▶ **Selected text**
BEGIN

Even if the plaintiff can demonstrate a protected property interest in freedom from disciplinary proceeding, the complaint may still be dismissed because the disciplinary proceeding did not deprive the plaintiff of his constitutional right of due process. See, e.g., Santana v. Keane, 1996 WL 465751 at *6 (S.D.N.Y. Aug. 14, 1996) (noting that once a plaintiff has demonstrated a protected liberty interest, the question of whether the plaintiff's due process rights were violated still must be determined). Moreover, where the court can determine the due process issue without first finding a protected liberty interest, it is advisable to do so. See, e.g., Edmonson v. Coughlin, 1996 WL 622626 at *7 (W.D.N.Y. Oct. 4, 1996) ("[W]here the record provides an alternative basis for determining the due process issue, the court should generally decline to address the question of whether a particular disciplinary penalty implicates a protected liberty interest."); see also In re "Agent Orange" Prod. Liab. Litig., 304 F. Supp.2d 404, 409 (E.D.N.Y. 2004) ("[I]t is useful to minimize the burden of a litigation by resolving it on a theory requiring the least expense and consumption of time even though another theory could be established by the available proof.").

The due process accorded an inmate at a disciplinary hearing requires that (1) the inmate receive written notice of the disciplinary charges, "fact findings supporting the disposition and reasons for the disciplinary action taken;" (2) the inmate is permitted to call witnesses and present evidence; (3) the inmate be judged by a fair and impartial hearing officer; and (4) the disciplinary conviction be supported by "some evidence." Kalwasinski v. Morse, 201 F.3d 103, 108 (2d Cir. 1999).

III. Application of Law to Facts

The inmate misbehavior report was written on April 30, 2000 — including factual findings — and plaintiff received written notice of the charges on May 1, 2000. See Agocha Dec. at Ex. B. Plaintiff acknowledged receiving copies of the relevant documents and results of the narcotics test. Id. He called two witnesses at his disciplinary hearing, one, a fellow inmate, refused to testify. Id. at Ex. I. Plaintiff's right to call witnesses and present evidence was not abridged. Evidence against the plaintiff was overwhelming, including the physical evidence taken from his cell. Plaintiff's contention that the contraband was planted in his cell was not supported by any evidence.

Plaintiff stated at his disciplinary hearing and in his complaint to this court that defendant Okin was not impartial. There is no evidence in the record that supports the claim that defendant was biased or less than fair. On his own accord, defendant investigated plaintiff's claim that he was not allowed access to the prison law library. Id. at Ex. I at 75-76. The allegation proved to be false. Defendant also adjourned the hearing to ensure that plaintiff's witnesses were available to testify witness could testify. Id. at Ex. H at 70.

END

▶ **Extracted material**

BEGIN

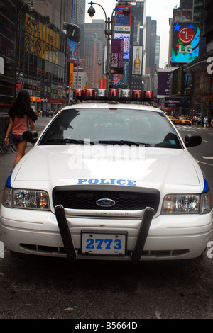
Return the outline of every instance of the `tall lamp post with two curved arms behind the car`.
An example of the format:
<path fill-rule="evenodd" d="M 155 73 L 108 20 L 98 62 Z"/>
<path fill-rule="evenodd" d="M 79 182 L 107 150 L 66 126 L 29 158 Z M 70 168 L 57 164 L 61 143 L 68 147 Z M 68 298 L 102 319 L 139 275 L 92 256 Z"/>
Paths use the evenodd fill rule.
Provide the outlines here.
<path fill-rule="evenodd" d="M 110 74 L 110 68 L 109 68 L 109 60 L 110 60 L 110 40 L 111 40 L 111 35 L 112 35 L 112 29 L 111 29 L 111 24 L 112 24 L 112 16 L 114 14 L 114 11 L 116 10 L 117 7 L 119 6 L 124 6 L 124 9 L 123 9 L 123 14 L 124 16 L 129 16 L 130 14 L 130 9 L 129 9 L 129 4 L 127 1 L 124 1 L 124 2 L 119 2 L 119 4 L 114 8 L 114 10 L 112 11 L 111 13 L 111 19 L 108 17 L 107 18 L 107 14 L 106 14 L 106 11 L 104 10 L 104 8 L 102 7 L 102 5 L 100 4 L 97 4 L 96 2 L 89 2 L 88 4 L 90 4 L 90 7 L 87 11 L 87 13 L 89 14 L 89 16 L 92 18 L 94 16 L 94 13 L 95 13 L 95 10 L 94 10 L 94 7 L 93 5 L 97 5 L 99 7 L 102 8 L 102 10 L 104 11 L 104 16 L 105 16 L 105 25 L 106 25 L 106 28 L 105 28 L 105 35 L 107 36 L 107 70 L 106 70 L 106 76 L 107 76 L 107 94 L 109 92 L 109 74 Z"/>

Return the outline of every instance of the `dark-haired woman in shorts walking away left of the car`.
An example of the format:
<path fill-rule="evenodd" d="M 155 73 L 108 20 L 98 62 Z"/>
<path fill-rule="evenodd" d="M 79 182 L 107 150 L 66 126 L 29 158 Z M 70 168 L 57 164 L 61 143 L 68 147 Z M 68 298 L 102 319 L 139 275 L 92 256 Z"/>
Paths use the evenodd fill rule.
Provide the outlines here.
<path fill-rule="evenodd" d="M 31 108 L 31 98 L 27 91 L 20 91 L 16 101 L 9 111 L 9 125 L 6 130 L 4 143 L 9 144 L 9 132 L 11 132 L 13 143 L 16 145 L 16 159 L 14 166 L 24 156 L 27 142 L 23 140 L 23 132 L 28 130 L 28 123 L 31 130 L 35 130 L 34 122 L 37 120 L 33 108 Z"/>

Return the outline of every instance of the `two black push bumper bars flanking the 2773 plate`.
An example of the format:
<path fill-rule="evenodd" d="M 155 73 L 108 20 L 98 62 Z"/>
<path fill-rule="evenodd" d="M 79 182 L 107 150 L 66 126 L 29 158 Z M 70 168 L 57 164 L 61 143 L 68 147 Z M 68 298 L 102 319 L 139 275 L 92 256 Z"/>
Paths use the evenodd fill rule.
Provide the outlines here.
<path fill-rule="evenodd" d="M 72 242 L 72 236 L 70 234 L 69 226 L 65 216 L 65 210 L 62 205 L 55 206 L 55 215 L 58 222 L 60 235 L 62 237 L 62 242 L 65 247 L 65 252 L 67 254 L 67 259 L 68 261 L 75 261 L 75 259 L 77 259 L 77 252 L 75 251 L 75 247 Z M 131 254 L 131 261 L 135 264 L 138 263 L 141 259 L 143 247 L 146 243 L 146 238 L 148 236 L 148 231 L 151 226 L 153 215 L 153 208 L 147 207 L 144 210 L 141 226 L 138 230 L 136 244 Z"/>

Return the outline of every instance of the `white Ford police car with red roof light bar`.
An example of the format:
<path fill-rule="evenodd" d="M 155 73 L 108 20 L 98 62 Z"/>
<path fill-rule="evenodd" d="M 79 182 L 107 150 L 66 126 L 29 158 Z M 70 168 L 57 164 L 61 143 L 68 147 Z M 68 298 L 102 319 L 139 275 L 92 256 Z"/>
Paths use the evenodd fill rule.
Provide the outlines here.
<path fill-rule="evenodd" d="M 6 181 L 4 244 L 76 259 L 192 259 L 212 231 L 207 179 L 151 92 L 76 90 Z M 95 101 L 90 101 L 96 98 Z M 119 98 L 119 100 L 118 100 Z"/>

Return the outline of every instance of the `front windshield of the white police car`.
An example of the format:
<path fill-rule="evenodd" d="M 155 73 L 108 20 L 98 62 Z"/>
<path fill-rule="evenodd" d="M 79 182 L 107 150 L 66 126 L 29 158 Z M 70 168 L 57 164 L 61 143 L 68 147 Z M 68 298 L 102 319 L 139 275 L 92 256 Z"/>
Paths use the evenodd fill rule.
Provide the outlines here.
<path fill-rule="evenodd" d="M 62 111 L 44 132 L 39 145 L 84 143 L 182 148 L 163 113 L 101 107 Z"/>

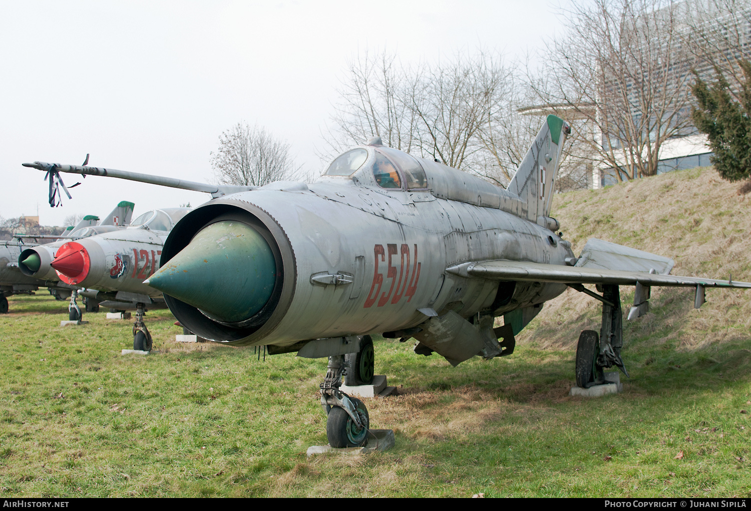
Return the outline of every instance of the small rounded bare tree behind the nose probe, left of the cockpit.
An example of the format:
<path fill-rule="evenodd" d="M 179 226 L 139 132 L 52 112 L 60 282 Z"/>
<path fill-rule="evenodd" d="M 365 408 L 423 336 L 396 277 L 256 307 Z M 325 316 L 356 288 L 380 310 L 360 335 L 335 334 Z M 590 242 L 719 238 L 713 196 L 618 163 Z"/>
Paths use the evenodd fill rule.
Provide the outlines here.
<path fill-rule="evenodd" d="M 300 177 L 301 167 L 294 166 L 288 143 L 242 122 L 222 133 L 210 162 L 216 180 L 224 185 L 263 186 Z"/>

END

▶ **Task list**
• 1. List every court case cited by name in the due process excerpt.
• 2. Answer these questions from the due process excerpt:
(a) On what date did the plaintiff receive written notice of the charges?
(b) How many witnesses did the plaintiff call at his disciplinary hearing?
(c) What claim of the plaintiff did defendant Okin investigate on his own accord?
The data plays no part in what is asked here.

▶ **Answers**
• 1.
Santana v. Keane
Edmonson v. Coughlin
In re "Agent Orange" Prod. Liab. Litig.
Kalwasinski v. Morse

• 2.
(a) May 1, 2000.
(b) Two.
(c) The claim that the plaintiff was not allowed access to the prison law library.